● Your task
Your task is to transcribe the entries below exactly, from their first line down to the line containing "Label every overcast", and to stop there.

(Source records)
-- Opening Marker --
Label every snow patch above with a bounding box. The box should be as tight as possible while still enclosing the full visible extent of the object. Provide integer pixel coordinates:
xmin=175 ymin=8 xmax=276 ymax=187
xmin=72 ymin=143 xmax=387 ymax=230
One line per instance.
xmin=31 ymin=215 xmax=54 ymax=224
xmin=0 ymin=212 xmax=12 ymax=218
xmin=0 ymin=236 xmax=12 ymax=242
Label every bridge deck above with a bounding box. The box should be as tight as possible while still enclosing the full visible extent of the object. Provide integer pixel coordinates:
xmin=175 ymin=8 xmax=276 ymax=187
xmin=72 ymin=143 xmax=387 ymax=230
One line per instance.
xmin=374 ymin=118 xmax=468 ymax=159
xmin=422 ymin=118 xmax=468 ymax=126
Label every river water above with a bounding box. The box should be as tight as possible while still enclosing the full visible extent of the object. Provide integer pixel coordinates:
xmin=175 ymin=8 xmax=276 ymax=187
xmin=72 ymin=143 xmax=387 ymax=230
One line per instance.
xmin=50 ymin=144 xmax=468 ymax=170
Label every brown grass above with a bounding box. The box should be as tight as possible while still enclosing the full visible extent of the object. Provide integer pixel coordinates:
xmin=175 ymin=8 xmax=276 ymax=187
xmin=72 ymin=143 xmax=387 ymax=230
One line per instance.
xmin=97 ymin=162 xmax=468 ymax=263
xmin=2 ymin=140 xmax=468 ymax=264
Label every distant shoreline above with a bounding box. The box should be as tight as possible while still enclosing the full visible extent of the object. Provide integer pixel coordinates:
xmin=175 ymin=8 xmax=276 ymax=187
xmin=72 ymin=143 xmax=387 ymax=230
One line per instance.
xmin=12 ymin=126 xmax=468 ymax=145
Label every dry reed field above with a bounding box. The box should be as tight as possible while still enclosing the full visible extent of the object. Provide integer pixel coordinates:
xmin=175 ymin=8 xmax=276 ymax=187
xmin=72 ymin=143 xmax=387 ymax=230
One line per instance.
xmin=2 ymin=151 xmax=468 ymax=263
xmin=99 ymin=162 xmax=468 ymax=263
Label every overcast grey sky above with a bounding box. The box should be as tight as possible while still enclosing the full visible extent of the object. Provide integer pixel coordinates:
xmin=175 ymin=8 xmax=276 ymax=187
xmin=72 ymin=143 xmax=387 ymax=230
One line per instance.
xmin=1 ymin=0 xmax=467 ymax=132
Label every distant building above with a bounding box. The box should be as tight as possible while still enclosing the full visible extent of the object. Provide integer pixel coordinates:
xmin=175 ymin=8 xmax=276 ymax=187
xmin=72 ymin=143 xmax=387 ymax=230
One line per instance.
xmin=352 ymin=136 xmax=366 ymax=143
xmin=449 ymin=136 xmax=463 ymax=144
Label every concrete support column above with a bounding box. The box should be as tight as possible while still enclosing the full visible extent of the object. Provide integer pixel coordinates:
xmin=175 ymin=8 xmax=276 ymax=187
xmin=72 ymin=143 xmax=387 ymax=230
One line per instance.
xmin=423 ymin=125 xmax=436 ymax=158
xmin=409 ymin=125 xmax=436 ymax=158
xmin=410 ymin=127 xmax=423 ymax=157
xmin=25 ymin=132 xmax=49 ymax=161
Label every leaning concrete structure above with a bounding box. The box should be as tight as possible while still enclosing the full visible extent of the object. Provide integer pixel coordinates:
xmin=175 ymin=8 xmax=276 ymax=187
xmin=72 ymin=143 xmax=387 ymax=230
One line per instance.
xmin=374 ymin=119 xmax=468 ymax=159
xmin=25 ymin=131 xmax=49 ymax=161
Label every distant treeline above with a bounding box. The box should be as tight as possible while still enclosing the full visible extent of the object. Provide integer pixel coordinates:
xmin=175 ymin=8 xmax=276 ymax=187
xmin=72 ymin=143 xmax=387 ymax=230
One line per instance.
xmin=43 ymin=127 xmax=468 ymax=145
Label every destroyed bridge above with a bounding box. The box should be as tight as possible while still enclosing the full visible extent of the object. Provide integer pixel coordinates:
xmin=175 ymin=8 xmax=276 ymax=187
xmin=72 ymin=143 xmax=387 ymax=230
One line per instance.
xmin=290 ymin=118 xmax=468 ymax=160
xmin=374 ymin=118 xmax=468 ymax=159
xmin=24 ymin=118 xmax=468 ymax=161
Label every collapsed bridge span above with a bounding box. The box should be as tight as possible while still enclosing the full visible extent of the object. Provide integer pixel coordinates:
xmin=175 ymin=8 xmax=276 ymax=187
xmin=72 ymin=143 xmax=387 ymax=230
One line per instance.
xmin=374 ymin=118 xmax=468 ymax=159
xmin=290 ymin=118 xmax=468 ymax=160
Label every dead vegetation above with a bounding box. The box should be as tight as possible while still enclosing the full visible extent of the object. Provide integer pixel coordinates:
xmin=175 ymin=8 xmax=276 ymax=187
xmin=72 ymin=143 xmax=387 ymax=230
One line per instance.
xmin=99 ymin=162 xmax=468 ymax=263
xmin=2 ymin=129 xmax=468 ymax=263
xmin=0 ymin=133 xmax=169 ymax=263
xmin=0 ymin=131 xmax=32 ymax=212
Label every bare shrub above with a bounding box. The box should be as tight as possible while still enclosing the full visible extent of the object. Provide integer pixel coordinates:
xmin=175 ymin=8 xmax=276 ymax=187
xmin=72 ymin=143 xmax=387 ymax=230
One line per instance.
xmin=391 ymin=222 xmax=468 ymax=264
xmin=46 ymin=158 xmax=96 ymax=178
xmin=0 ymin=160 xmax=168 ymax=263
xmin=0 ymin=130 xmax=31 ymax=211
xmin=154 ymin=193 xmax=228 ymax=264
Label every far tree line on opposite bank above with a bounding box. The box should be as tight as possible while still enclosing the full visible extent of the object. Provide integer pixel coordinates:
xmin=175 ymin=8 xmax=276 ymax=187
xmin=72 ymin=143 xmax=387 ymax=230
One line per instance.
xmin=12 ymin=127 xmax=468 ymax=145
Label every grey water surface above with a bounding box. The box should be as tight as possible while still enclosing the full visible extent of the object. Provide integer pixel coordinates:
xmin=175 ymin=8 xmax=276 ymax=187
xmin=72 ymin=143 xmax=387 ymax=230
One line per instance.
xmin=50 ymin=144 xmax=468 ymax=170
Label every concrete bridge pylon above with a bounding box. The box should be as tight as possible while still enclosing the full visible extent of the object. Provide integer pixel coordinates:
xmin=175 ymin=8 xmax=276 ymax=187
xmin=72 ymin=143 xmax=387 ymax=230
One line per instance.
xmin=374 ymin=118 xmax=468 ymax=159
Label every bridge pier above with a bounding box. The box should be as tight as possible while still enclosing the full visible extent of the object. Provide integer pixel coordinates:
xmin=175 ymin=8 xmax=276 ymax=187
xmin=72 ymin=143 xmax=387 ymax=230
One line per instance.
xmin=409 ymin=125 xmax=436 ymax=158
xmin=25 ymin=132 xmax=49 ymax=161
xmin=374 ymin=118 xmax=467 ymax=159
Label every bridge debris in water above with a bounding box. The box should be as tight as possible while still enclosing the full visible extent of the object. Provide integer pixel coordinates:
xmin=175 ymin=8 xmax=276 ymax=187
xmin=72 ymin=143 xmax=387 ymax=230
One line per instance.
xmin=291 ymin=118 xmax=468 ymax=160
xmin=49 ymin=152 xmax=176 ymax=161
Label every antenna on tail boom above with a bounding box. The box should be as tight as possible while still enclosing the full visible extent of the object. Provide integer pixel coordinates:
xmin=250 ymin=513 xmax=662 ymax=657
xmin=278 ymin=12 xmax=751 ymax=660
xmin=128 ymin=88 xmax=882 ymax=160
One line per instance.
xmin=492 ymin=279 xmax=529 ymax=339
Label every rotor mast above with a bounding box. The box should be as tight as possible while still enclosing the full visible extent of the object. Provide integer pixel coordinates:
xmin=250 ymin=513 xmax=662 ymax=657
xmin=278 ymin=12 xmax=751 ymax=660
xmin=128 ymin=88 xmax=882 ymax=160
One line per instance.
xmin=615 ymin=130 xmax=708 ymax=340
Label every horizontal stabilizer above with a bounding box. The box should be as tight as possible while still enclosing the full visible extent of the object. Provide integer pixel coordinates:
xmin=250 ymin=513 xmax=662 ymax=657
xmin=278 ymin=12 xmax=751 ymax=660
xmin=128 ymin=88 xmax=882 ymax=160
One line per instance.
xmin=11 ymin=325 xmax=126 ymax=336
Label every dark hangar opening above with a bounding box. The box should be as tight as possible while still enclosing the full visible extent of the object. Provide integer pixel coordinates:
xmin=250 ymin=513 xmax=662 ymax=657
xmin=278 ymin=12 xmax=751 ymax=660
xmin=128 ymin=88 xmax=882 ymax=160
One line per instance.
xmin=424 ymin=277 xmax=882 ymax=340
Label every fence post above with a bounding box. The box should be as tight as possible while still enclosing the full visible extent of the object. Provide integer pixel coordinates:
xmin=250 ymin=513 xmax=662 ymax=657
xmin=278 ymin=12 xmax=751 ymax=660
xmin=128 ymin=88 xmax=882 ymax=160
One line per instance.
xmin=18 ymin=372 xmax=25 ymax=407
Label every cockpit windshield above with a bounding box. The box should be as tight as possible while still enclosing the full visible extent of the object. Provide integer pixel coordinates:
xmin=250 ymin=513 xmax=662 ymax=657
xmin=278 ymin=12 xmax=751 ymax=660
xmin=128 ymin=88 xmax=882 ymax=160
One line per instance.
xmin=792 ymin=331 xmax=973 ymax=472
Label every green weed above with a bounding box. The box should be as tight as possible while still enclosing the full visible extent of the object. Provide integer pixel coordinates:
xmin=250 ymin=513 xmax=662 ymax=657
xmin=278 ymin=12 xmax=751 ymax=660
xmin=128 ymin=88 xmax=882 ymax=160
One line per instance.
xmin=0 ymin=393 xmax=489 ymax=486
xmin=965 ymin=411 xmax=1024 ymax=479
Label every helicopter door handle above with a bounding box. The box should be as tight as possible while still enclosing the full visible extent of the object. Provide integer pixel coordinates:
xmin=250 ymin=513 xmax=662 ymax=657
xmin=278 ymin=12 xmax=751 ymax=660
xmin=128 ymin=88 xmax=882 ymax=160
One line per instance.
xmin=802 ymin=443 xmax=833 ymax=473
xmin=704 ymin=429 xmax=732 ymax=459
-- Closing Marker --
● Solution below
Label every snow patch above with a bounding box. The box should be as tight as possible while still enclosing the full visible extent of the object. Provide integer pixel coordinates:
xmin=175 ymin=8 xmax=276 ymax=187
xmin=72 ymin=143 xmax=387 ymax=230
One line per instance.
xmin=31 ymin=215 xmax=54 ymax=224
xmin=0 ymin=212 xmax=12 ymax=218
xmin=0 ymin=236 xmax=12 ymax=242
Label every bridge deck above with a bounding box. The box should be as tight as possible while still enclosing the full visible extent of the object. Provide integer pixel coordinates:
xmin=175 ymin=8 xmax=276 ymax=187
xmin=72 ymin=143 xmax=387 ymax=230
One line per instance.
xmin=374 ymin=118 xmax=468 ymax=159
xmin=422 ymin=118 xmax=468 ymax=126
Label every river water above with a bounding box. The box should be as tight as possible while still enclosing the full visible extent of the object. Provide integer pixel coordinates:
xmin=175 ymin=8 xmax=276 ymax=187
xmin=72 ymin=143 xmax=387 ymax=230
One line per instance.
xmin=50 ymin=144 xmax=468 ymax=170
Label every brown grass above with a bounding box. The box should be as tight as possible while still enclosing the full visible extent of the object. Provide integer pixel coordinates:
xmin=175 ymin=8 xmax=276 ymax=187
xmin=72 ymin=143 xmax=387 ymax=230
One line per instance.
xmin=97 ymin=162 xmax=468 ymax=263
xmin=2 ymin=140 xmax=468 ymax=264
Label every distant shoreline above with a bounding box. The box should be as tight as possible while still enclosing the full visible extent of the object. Provide integer pixel coordinates:
xmin=175 ymin=8 xmax=276 ymax=187
xmin=72 ymin=143 xmax=387 ymax=230
One line per instance.
xmin=12 ymin=126 xmax=468 ymax=145
Label every dry reed field above with a bounding box. The box should be as tight as possible while still enclosing the full visible extent of the object. Provide integer pixel coordinates:
xmin=175 ymin=8 xmax=276 ymax=187
xmin=72 ymin=143 xmax=387 ymax=230
One line per instance.
xmin=2 ymin=151 xmax=468 ymax=263
xmin=99 ymin=162 xmax=468 ymax=263
Label every overcast grey sky above with a bounding box. The box should be as tight as possible while still enclosing the full visible extent of the object. Provide integer pixel coordinates:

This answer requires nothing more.